Problem statement: If a record contains a picture, leave the picture out and transcribe everything else exactly.

Entries supplied:
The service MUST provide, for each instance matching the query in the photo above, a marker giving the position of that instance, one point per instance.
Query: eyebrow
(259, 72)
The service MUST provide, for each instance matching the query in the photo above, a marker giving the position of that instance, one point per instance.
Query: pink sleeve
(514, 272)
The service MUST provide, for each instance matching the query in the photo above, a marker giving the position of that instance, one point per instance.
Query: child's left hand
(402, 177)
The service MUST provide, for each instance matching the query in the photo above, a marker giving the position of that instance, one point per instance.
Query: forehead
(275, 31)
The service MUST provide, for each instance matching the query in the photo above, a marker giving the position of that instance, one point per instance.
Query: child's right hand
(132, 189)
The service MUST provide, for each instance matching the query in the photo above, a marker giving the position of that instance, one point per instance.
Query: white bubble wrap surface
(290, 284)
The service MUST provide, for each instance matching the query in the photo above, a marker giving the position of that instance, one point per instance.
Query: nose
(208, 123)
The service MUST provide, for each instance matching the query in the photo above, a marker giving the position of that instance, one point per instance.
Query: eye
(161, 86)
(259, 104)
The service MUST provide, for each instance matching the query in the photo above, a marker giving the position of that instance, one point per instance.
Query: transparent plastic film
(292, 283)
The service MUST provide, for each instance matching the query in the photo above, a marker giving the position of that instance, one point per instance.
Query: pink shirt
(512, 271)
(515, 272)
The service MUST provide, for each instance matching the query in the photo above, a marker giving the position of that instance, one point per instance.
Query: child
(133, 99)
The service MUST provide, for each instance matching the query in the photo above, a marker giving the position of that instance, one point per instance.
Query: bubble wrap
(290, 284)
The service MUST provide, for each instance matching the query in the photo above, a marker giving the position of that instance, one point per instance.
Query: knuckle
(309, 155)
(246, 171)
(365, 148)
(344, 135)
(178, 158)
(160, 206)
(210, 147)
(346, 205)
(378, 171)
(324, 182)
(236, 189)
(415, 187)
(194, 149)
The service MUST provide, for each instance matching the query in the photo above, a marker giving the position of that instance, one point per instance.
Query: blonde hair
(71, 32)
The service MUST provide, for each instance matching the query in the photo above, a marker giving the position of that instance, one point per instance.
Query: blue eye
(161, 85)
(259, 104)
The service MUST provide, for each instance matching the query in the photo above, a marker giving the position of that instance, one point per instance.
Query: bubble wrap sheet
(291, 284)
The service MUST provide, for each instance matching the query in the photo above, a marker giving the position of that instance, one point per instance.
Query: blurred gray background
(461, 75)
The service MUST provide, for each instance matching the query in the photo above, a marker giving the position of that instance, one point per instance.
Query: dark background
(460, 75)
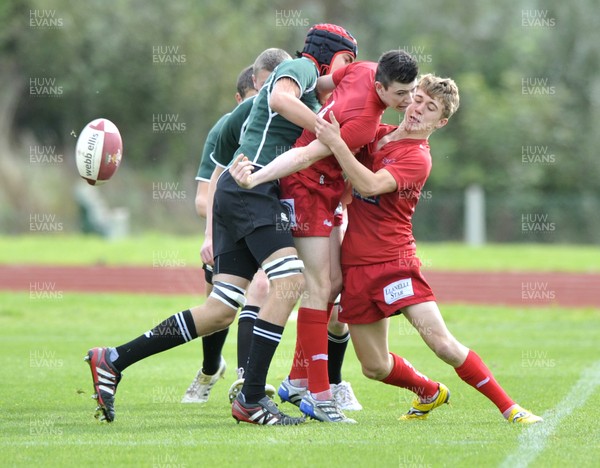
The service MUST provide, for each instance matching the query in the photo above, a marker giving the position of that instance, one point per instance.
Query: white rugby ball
(98, 151)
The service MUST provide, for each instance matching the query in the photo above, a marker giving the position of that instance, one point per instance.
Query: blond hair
(443, 89)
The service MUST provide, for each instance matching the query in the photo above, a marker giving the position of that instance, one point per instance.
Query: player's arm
(285, 100)
(291, 161)
(364, 181)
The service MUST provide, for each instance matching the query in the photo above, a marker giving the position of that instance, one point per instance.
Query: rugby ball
(98, 151)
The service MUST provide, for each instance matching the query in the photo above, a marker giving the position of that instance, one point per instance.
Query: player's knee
(288, 289)
(446, 349)
(258, 289)
(336, 327)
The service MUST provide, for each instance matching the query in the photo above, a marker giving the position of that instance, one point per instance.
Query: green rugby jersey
(228, 140)
(267, 134)
(207, 165)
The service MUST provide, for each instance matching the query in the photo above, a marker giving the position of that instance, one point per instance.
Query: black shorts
(248, 226)
(208, 272)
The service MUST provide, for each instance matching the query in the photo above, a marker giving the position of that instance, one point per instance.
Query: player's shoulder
(216, 128)
(298, 66)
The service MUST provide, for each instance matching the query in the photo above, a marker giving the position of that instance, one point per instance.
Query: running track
(500, 288)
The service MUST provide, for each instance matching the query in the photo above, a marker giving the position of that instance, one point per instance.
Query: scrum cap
(324, 41)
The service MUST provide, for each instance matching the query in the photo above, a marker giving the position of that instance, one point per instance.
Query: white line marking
(534, 438)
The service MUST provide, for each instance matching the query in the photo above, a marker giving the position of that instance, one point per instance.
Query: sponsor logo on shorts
(398, 290)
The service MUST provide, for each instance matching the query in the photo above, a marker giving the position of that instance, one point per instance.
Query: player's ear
(441, 123)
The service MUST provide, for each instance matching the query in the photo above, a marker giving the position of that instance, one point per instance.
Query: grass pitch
(546, 359)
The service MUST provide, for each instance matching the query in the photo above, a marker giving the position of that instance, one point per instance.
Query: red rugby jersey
(356, 107)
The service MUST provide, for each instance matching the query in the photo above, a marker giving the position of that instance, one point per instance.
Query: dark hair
(269, 59)
(396, 65)
(244, 83)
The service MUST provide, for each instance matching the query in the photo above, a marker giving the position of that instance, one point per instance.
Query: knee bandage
(283, 267)
(229, 294)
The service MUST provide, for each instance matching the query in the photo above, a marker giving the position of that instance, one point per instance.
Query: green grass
(143, 250)
(46, 411)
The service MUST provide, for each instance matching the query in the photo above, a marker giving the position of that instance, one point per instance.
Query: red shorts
(313, 206)
(374, 292)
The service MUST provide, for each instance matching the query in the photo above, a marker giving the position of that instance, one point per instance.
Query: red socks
(310, 357)
(406, 376)
(477, 375)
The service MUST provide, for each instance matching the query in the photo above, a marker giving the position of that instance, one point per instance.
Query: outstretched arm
(364, 181)
(291, 161)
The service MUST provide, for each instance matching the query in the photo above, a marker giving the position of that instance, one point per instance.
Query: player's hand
(206, 251)
(327, 132)
(241, 171)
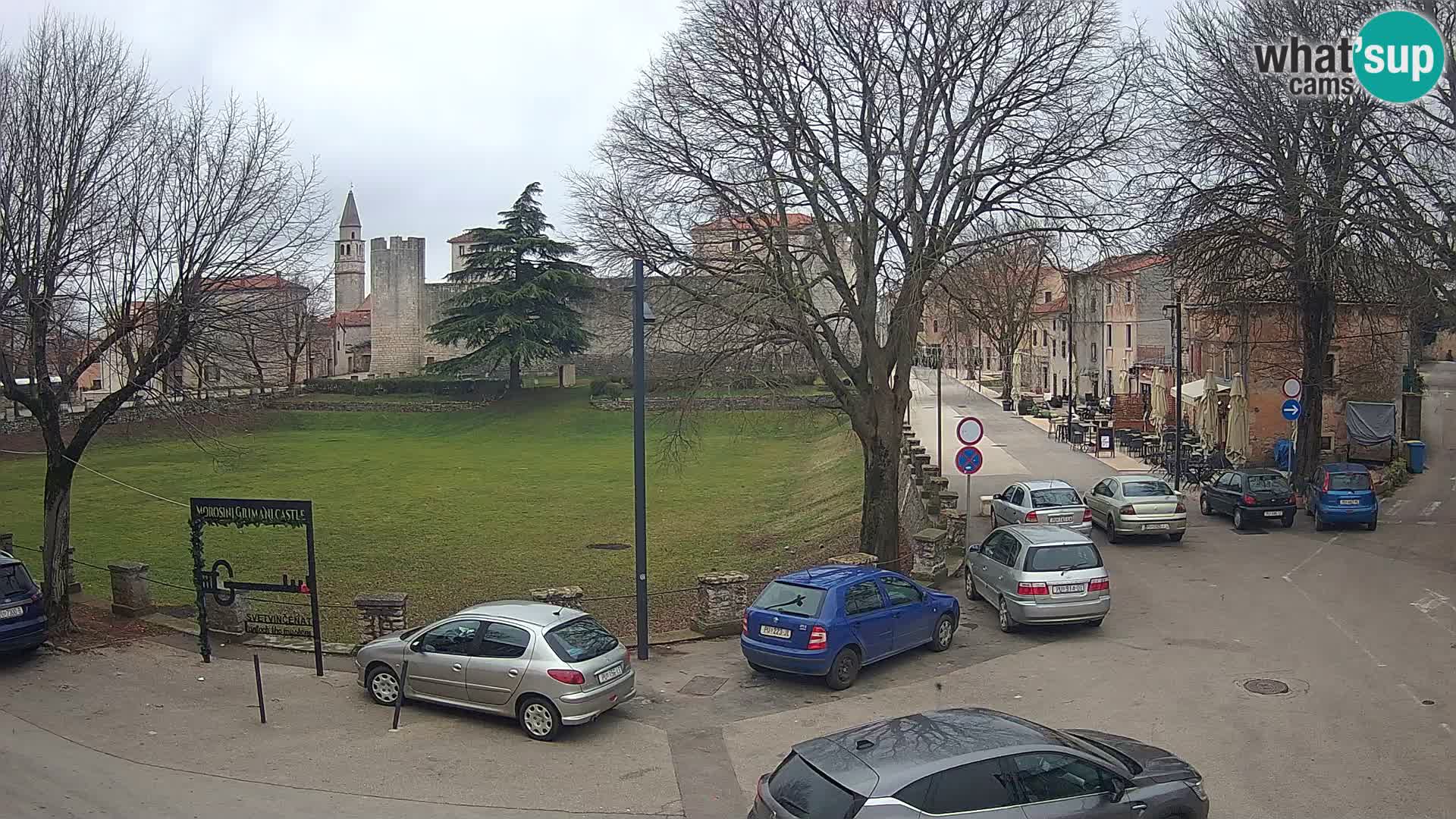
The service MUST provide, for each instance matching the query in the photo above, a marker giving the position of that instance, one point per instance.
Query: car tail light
(819, 639)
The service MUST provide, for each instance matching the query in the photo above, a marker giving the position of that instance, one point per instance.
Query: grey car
(544, 665)
(1038, 575)
(1041, 502)
(979, 763)
(1138, 504)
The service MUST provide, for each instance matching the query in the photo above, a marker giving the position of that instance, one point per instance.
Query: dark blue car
(832, 620)
(1341, 493)
(22, 614)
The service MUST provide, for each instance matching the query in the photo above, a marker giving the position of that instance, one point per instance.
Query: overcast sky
(438, 112)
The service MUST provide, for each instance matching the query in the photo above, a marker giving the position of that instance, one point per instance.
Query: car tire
(539, 719)
(1003, 620)
(379, 682)
(943, 634)
(843, 670)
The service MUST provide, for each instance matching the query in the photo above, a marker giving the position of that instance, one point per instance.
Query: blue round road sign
(968, 461)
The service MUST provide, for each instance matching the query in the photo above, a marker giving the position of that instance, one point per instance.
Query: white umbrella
(1238, 436)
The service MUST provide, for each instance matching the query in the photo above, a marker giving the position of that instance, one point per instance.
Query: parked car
(1138, 504)
(1041, 502)
(545, 665)
(22, 610)
(1250, 496)
(979, 763)
(1038, 575)
(1343, 493)
(833, 620)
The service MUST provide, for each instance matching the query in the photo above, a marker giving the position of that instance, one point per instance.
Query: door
(498, 664)
(1059, 786)
(870, 618)
(438, 659)
(910, 615)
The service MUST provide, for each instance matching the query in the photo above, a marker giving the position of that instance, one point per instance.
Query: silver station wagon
(544, 665)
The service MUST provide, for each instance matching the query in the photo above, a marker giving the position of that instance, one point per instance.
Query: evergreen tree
(519, 302)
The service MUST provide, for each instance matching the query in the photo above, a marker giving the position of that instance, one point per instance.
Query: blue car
(832, 620)
(22, 614)
(1341, 493)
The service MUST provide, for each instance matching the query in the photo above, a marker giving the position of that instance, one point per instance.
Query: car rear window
(801, 790)
(788, 598)
(580, 640)
(1147, 488)
(1348, 482)
(1043, 499)
(1057, 558)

Response to this task:
The service MUST provide, for each instance matching the query in the photo above, a marker giving the position of that instance, one point per instance.
Query: eyebrow
(259, 72)
The service MUST provide, for each instance matching the query in the photo above, a marker giving the position of that instance, one point per instance.
Query: pink sleeve
(514, 272)
The service MUST provide, for each instance matching the query in the photo above, a marker giving the position of that instance, one point per instance.
Query: child's left hand
(402, 177)
The service MUST provide, for each instance matching the query in the photo above, a marker giving the position of that instance, one point per instance.
Query: forehead
(275, 31)
The service MUST provide, for each instance matching the query in the photo above, a marker giving the position of that instance, one point per instance.
Query: child's right hand
(132, 189)
The service MUST provide, for each instance matching the query in the photo above, a marker giving the position of that instance, one point per instance.
Query: white bubble wrap surface
(290, 284)
The service MUST provide, for each instance matching the query in the photo above, a marker giving the position of that instance, one point per instance.
Query: nose
(208, 123)
The service MUST provide, for each instance matching the query in the photo above, a marker giving the position of that instance, one point per instance.
Query: eye
(161, 86)
(259, 104)
The service MUST provide, for each instance matching the query in the photo above, a marker giving the position of that instance, one point per instance.
Query: transparent plastic film
(292, 283)
The service MUST provide, for each instance matching the query in the photo above, a marker giving the position of that instance, one point per instance.
Query: pink shirt
(512, 271)
(515, 272)
The service MUST provide, for each instance matching the query in the photo above, a marker giving the position of that instance, one point per instance.
Query: child
(133, 99)
The service MUST provide, for each instance matching the query in the photo above, a marker giving the position of that instance, one point per instance.
Query: bubble wrap
(290, 284)
The service MUST provide, for each instance matching the query in the photo above, a marker giving the position of that instance, one point per instance.
Query: knuckle
(309, 155)
(246, 171)
(365, 148)
(344, 135)
(178, 158)
(160, 206)
(210, 147)
(346, 205)
(378, 171)
(324, 182)
(236, 189)
(415, 187)
(194, 149)
The service MUST provide, for each instance matching the query in the photo above, a marker giving the position of that instance, one point per instance.
Query: blonde hair
(71, 32)
The service MUST provide, for each instance matching the query in the photo above, a marker giving the position of that instance, one point per instance.
Query: blue eye
(161, 85)
(259, 104)
The service MUST provide, for each instance matching the query in the photo above, a marker giving the position of that instance, one point per instance.
Query: bubble wrap sheet
(291, 284)
The service MUST provide, for each instance matching the query in the photo above, a marker giving the position of that instance, one point per instance.
Query: blurred gray background
(461, 75)
The service MUST provide, for each instance matching the query in the photo above, a marker giving the position of that instance, one point per instance.
Query: dark background
(460, 75)
The service MUST provide, for each instance matching the query in the photo above, a marker giving the position of that instance, one point per instance.
Query: white rugby ball
(98, 151)
The service MUST provide, for each instance matching the query in the photo above, a marker giving the position of that instance, one point per instance.
Query: blond hair
(443, 89)
The service MUST provide, for each instance matching the query in the photo above, a marker giving the position of that instance, one point per instance.
Query: player's arm
(285, 100)
(291, 161)
(364, 181)
The service MUST provide, for each instance matching the query in the photo above, a marker giving the position of that instance, one point per instance.
Query: rugby ball
(98, 151)
The service MUST provide, for each instance matching the query in the photo above, a marker giving the position of that instance, one point per instance.
Query: player's knee
(288, 289)
(446, 349)
(258, 289)
(336, 327)
The service MUST provide, for each instance matching the query in the photo above, a marker giving the position of that instance, one point per instance.
Query: green rugby jersey
(228, 140)
(267, 134)
(207, 165)
The service MUST provide, for each instance matching the query in the photo above, a marker giving the position of that instance, one point per instance.
Query: black shorts
(248, 226)
(208, 272)
The service MUST provide, for each instance matching the query in the photo above, a marker giving the position of that instance, one point per instance.
Query: player's shoulder
(216, 128)
(298, 66)
The service MUST provide, for each instance matching the query in the photo above, a marker giving the position of that instance, one point per instance.
Query: running track
(500, 288)
The service MUST provide, for each instance matching the query in the photo above, a marker giving the position of that instance, one point per instance.
Query: scrum cap
(324, 41)
The service MUST provide, for each instance matching the query in the photo above, a marker giving the position of that instance, one point per instance.
Query: white line marking
(534, 438)
The service MUST provide, for each instance matching the query in the photo above, a marker giving the position of that instance, one point per instance.
Query: sponsor logo on shorts
(398, 290)
The service MUST provide, for each instance matching the query in the photo above, a marker giving the position of that instance, one point per instance.
Query: player's ear
(441, 123)
The service MUST provide, for each instance matching the query in the photo above, a marker giving the position of that instance, one point per instance.
Query: grass pitch
(546, 359)
The service MUST provide, for each instance matching the query in the photo above, a marker giving the position of that instance, one point per instance.
Query: red rugby jersey
(356, 107)
The service MUST provide, for each instance matching the query in the photo above, a marker giving the position of that instance, one point per instance.
Query: dark hair
(269, 59)
(396, 65)
(244, 83)
The service MUST provide, for each instance matching the query in the photo above, a marker giving the position of that instance, one point per instance.
Query: knee bandage
(283, 267)
(229, 294)
The service MUST provide, for each instance matching the query in the photo above, a marker giving the position of that instance, one point per instance.
Query: green grass
(143, 250)
(46, 411)
The service MUST provide, for each instance matching the query in the photo above, a marker giving the position of that instance, one point per instance.
Query: red shorts
(313, 206)
(374, 292)
The service MUST provide, for each instance matching the query in the photo above, a marker giving the position of that instance, one point per instance.
Query: red socks
(310, 357)
(406, 376)
(477, 375)
The service MUST provide, for each instance matching the query in the photo above, a marker giving the position of that instance, one point per instance.
Query: outstretched arm
(364, 181)
(291, 161)
The service MUST provide, for each instance matching the query in the photo above, a marker giving the position of that instance, one point per instance.
Query: player's hand
(206, 251)
(327, 132)
(241, 171)
The service MUST provide, for each instance matching the query in the photo above, a marker giving the position of that instance, one point per instance.
Query: car tail light
(819, 639)
The service MUST provide, for each instance matching the query in the photo above, a marker giving the position of that instance, one point per instance.
Query: grey car
(544, 665)
(1038, 575)
(1041, 502)
(979, 763)
(1138, 504)
The service MUST provide, for each instance matching the query in the photo above, a marker giving the position of that instance, one point per instance.
Query: dark blue car
(832, 620)
(1341, 493)
(22, 614)
The service MUST provide, for each instance matching the query in the photo above, a marker giving the position of that instance, one point per instance.
Query: overcast sky
(438, 112)
The service MUST provide, for each instance matching the query in the photo above, a marker giving the position of that instance, one point per instance.
Query: car tire
(539, 719)
(1003, 620)
(379, 682)
(943, 634)
(843, 670)
The service MUST provide, for each instance matching the query in the photo above, a marker giving the position of that instance, one point per instance.
Query: blue round road sign
(968, 461)
The service MUST provide, for each instance matching the query in the photo above, a marker giving the position of that instance, one point per instance.
Query: white umbrella
(1238, 436)
The service MUST provide, for each instance matching the query in the photo above, a marker giving the position of that instance, one point per instance.
Query: parked car
(1138, 504)
(1041, 502)
(545, 665)
(22, 610)
(1250, 496)
(979, 763)
(1038, 575)
(1343, 493)
(833, 620)
The service MUST provide, for each instance matching the query in the photo above, a marker giving the position of that instance, one point per instance.
Query: door
(498, 664)
(1059, 786)
(870, 618)
(438, 659)
(910, 615)
The service MUST provide, for each instance matching the query in the photo above, a marker giving the position of that instance, one point per instance.
Query: silver station wagon
(544, 665)
The service MUST provide, for each instance matching the query in the photo above, a marker giving the position of that instance, one point per instance.
Query: evergreen tree
(519, 302)
The service MUST provide, for each instance matching the query in the photo above, a marker giving the position of that instance, one point per instance.
Query: blue car
(832, 620)
(22, 614)
(1341, 493)
The service MUST provide, for each instance matching the query in the photo above, a marker giving the position of that instance, one point per instance.
Query: car rear window
(801, 790)
(788, 598)
(580, 640)
(1147, 488)
(1348, 482)
(1043, 499)
(1057, 558)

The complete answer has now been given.